**TEXTE EXTRAIT**
╭──
FLD : Dans le dispositif, la préservation du terroir et du savoir-faire est primordiale. Qu'en est-il de la partie économique ?

 

J.-L. D. : La mission de l'Inao n'est pas que de gérer des principes. Il faut aussi comprendre qu'il en va de la survie économique du Siqo et du producteur. Depuis deux ans, nous avons demandé à ce qu'un chapitre du cahier des charges soit consacré à la justification économique de la demande. L'Institut prend en compte cette approche légitime.

 

Mais cela suppose une gestion sérieuse, très sérieuse... Une fraise hors-sol n'a pas de lien au terroir, par définition, donc elle ne pourra pas être AOP ou IGP. En revanche, elle pourrait viser le Label rouge qui repose sur des savoir-faire techniques offrant une qualité supérieure. La “fraise de Plougastel” aurait dû déposer un dossier mais c'est aujourd'hui trop tard. Et quand il n'y a plus de pommes du Limousin AOP, et bien il n'y en a plus...
╰──
**DONNÉES FOURNIES**
╭──
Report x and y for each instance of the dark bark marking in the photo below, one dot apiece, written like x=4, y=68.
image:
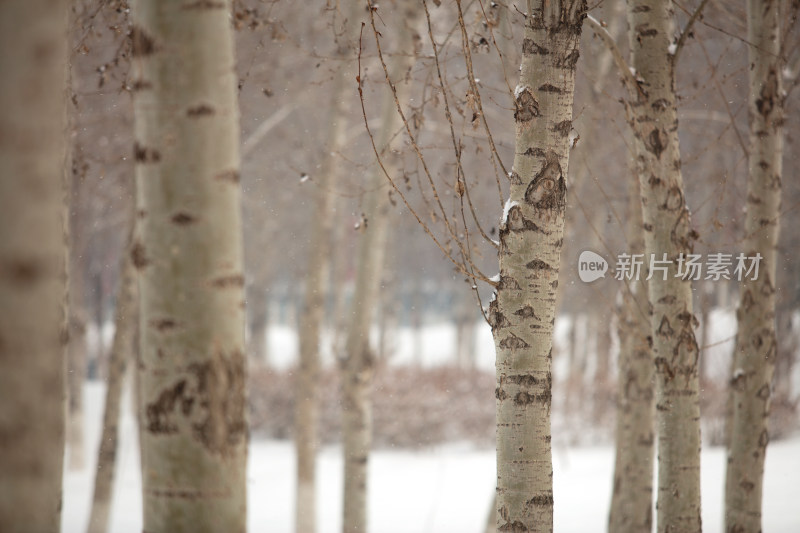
╰──
**CONSIGNES**
1. Répondez aux questions suivantes à partir du texte extrait :
(a) Depuis combien de temps la personne interrogée a-t-elle demandé qu'un chapitre du cahier des charges soit consacré à la justification économique de la demande ?
(b) Quel signe une fraise hors-sol pourrait-elle viser ?
(c) Quel produit aurait dû déposer un dossier ?
2. D'après le texte extrait, pourquoi une fraise hors-sol ne pourra-t-elle pas être AOP ou IGP ? Expliquez-le, s'il vous plaît, en une à trois phrases.
3. Recopiez le texte extrait depuis « FLD : Dans le » jusqu'à « cette approche légitime. » inclus, en substituant « cultivateur » à « producteur ».

**RÉPONSES**
1.
(a) Depuis deux ans.
(b) Le Label rouge.
(c) La « fraise de Plougastel ».

2. Une fraise hors-sol n'a, par définition, pas de lien au terroir. Elle ne pourra donc pas être AOP ou IGP.

3.
FLD : Dans le dispositif, la préservation du terroir et du savoir-faire est primordiale. Qu'en est-il de la partie économique ?

 

J.-L. D. : La mission de l'Inao n'est pas que de gérer des principes. Il faut aussi comprendre qu'il en va de la survie économique du Siqo et du cultivateur. Depuis deux ans, nous avons demandé à ce qu'un chapitre du cahier des charges soit consacré à la justification économique de la demande. L'Institut prend en compte cette approche légitime.